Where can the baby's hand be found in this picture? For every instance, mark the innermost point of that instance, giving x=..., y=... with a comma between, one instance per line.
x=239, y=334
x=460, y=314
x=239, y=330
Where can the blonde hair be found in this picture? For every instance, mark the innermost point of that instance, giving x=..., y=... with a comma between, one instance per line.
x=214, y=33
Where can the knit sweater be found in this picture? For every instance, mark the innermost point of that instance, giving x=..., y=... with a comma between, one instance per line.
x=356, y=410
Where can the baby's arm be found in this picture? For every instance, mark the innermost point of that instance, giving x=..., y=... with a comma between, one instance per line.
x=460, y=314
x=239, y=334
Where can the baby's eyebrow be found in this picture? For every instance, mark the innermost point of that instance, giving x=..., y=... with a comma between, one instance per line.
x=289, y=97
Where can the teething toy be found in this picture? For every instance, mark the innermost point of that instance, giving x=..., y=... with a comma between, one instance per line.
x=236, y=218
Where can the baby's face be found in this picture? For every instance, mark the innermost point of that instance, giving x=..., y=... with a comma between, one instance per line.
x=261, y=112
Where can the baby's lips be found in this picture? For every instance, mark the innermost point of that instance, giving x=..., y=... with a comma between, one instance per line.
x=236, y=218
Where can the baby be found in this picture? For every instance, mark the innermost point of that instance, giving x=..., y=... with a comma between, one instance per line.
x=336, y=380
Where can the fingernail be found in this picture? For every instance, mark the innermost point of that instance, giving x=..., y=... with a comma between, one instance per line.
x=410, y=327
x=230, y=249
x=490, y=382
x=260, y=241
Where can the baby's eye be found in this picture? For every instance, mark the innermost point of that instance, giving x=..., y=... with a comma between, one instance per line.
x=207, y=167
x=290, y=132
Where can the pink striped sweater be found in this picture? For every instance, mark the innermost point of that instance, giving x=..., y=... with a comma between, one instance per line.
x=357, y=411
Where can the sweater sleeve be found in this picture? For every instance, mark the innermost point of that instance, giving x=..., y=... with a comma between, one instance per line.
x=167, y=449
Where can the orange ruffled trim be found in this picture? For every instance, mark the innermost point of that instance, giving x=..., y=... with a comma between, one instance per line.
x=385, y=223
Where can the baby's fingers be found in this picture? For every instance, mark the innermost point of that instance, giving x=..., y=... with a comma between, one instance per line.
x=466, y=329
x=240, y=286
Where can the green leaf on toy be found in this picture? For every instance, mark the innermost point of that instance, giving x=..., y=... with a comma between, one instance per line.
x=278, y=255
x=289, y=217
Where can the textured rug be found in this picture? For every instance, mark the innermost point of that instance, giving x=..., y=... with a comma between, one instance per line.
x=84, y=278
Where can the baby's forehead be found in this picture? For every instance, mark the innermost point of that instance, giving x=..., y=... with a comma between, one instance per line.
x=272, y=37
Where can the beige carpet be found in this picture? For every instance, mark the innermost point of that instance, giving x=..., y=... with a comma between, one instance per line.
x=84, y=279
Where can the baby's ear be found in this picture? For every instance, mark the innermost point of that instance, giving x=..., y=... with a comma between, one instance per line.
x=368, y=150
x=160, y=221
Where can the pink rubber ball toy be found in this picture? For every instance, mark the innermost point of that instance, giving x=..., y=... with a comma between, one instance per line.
○ ○ ○ ○
ASSIGNMENT: For this task, print the records again exactly as they appear.

ANSWER BELOW:
Where can the baby's hand be found in this picture? For every instance, mark the innermost point of that instance, giving x=..., y=... with a comma between, one instance per line.
x=239, y=334
x=460, y=314
x=239, y=330
Where can the blonde hair be found in this picture? For every instance, mark the innermost point of that instance, giving x=..., y=... with a comma between, one instance per line.
x=214, y=33
Where can the knit sweater be found in this picture? For every instance, mark the innermost point of that instance, giving x=..., y=... with a comma between, one instance per line.
x=356, y=410
Where can the baby's arm be found in this picture? For every instance, mark the innermost point of that instance, giving x=..., y=... with a comma between, one instance per line.
x=460, y=314
x=239, y=334
Where can the baby's eyebrow be found in this picture? For every instance, mark the innermost point of that instance, giving x=..., y=... with a comma between, one instance per line.
x=289, y=97
Where can the teething toy be found in this picture? For every instance, mark the innermost point of that instance, giving x=..., y=... with a comma between, one instance per line.
x=236, y=218
Where can the baby's face be found in this picture? For every instance, mark the innermost point of that instance, giving x=..., y=... with a comma between, one instance per line.
x=261, y=112
Where can the baby's lips be found in this picture? For every instance, mark the innermost point of that instance, giving x=..., y=... with a comma between, one instance per line.
x=236, y=218
Where can the baby be found in this picture? For every instance, mark the innermost point of that instance, giving x=..., y=... with a comma between, one instance per line.
x=336, y=380
Where can the fingernail be found in this picture? For every instance, mark the innermost point of that instance, giving x=..., y=... with a comma between, one instance per line.
x=410, y=327
x=230, y=249
x=490, y=382
x=260, y=241
Where can the baby's eye be found in this picture? For every instance, mark the innermost point of that instance, giving x=..., y=... with a comma between, one instance per line.
x=207, y=167
x=290, y=132
Where can the pink striped sweater be found in this picture? For every instance, mark the innermost point of that instance, giving x=..., y=... with a comma between, one instance per line.
x=357, y=411
Where can the sweater sleeve be found in this picture? For every instance, mark the innermost point of that instance, giving x=..., y=... with a comma between, one instance per line.
x=167, y=449
Where can the orange ruffled trim be found in this picture? For every instance, mark the innermost point of that instance, giving x=..., y=... with a comma between, one instance per line.
x=385, y=223
Where can the baby's fingers be found in this picture? For every instance, mark the innermost point of that instance, giving x=..., y=... with a comma between, one instance per line.
x=466, y=329
x=240, y=286
Where can the green leaf on toy be found in this picture? For every instance, mark the innermost point of that instance, giving x=..., y=... with a comma between, one instance per line.
x=278, y=255
x=289, y=217
Where can the textured rug be found in this picture? For every instance, mark the innermost point of that instance, giving x=..., y=... with a comma between, one instance per line.
x=84, y=278
Where can the baby's forehead be found in this picture? For every instance, mark the innermost point of that instance, giving x=..., y=... with a comma between, one instance per line.
x=272, y=37
Where can the beige carpet be found in this picture? For every instance, mark the innermost point of that instance, giving x=..., y=... with a comma between, one instance per line.
x=84, y=279
Where can the baby's ear be found in this picture? For every instance, mark the innermost point of that instance, giving x=..., y=... with a comma between, one instance per line.
x=368, y=150
x=160, y=221
Where can the pink rubber ball toy be found in this picture? For every instance, mark the innermost point of that instance, giving x=..., y=... with a comma between, one instance per line.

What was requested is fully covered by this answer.